*TASK DETAILS:* Show every line in the entries below that contains the word "query". Copy each one unchanged.

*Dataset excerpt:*

----------

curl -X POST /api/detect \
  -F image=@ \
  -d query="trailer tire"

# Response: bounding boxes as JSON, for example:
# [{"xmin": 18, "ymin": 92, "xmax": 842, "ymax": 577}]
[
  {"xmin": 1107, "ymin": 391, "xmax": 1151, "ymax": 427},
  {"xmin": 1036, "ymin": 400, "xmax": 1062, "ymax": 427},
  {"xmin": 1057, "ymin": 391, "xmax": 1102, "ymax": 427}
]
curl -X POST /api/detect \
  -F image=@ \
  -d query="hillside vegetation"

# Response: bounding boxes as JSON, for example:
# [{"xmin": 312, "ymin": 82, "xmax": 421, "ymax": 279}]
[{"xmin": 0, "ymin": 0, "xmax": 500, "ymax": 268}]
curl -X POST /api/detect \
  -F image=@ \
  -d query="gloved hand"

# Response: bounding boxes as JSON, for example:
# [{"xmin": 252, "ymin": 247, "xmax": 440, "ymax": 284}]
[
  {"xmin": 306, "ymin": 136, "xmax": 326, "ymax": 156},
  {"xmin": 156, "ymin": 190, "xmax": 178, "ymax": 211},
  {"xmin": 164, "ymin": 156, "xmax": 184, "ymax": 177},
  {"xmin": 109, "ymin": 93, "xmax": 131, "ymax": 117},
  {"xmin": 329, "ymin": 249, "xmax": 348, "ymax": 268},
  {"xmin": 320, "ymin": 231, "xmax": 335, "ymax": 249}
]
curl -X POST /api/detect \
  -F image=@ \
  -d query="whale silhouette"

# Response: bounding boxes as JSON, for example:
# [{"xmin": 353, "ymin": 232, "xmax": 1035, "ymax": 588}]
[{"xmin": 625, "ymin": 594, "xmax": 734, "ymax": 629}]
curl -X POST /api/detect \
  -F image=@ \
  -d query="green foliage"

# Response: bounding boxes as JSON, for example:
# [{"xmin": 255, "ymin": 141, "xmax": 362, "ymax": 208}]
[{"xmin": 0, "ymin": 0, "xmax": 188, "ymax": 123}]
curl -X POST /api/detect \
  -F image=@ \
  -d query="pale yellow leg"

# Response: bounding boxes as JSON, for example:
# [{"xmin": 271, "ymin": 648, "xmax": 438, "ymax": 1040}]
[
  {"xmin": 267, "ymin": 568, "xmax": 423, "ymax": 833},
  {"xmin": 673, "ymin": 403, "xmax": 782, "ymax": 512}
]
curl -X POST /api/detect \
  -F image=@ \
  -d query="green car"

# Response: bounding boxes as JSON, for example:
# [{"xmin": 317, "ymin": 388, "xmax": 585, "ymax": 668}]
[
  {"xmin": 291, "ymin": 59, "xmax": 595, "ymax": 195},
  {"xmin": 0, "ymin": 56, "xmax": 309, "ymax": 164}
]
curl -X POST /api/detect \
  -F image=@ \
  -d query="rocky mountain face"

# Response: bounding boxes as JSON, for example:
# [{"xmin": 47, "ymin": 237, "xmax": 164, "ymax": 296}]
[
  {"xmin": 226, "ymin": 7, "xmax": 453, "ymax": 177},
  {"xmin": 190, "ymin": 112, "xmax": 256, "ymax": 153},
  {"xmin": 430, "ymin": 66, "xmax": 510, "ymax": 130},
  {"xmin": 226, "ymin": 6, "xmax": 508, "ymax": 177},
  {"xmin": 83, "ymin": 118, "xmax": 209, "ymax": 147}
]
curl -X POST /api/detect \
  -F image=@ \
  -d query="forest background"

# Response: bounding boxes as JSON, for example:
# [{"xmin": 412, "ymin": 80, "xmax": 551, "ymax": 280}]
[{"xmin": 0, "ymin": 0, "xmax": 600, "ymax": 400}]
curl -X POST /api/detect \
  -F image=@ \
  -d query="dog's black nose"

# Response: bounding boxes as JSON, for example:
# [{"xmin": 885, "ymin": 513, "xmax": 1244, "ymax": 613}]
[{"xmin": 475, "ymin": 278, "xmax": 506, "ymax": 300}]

----------

*RESPONSE TO THE TASK:*
  -d query="trailer tire"
  -d query="hillside vegetation"
  -d query="gloved hand"
  -d query="whale silhouette"
  -d query="green foliage"
  -d query="pale yellow leg"
  -d query="green car"
  -d query="rocky mountain face"
  -d query="forest background"
  -d query="dog's black nose"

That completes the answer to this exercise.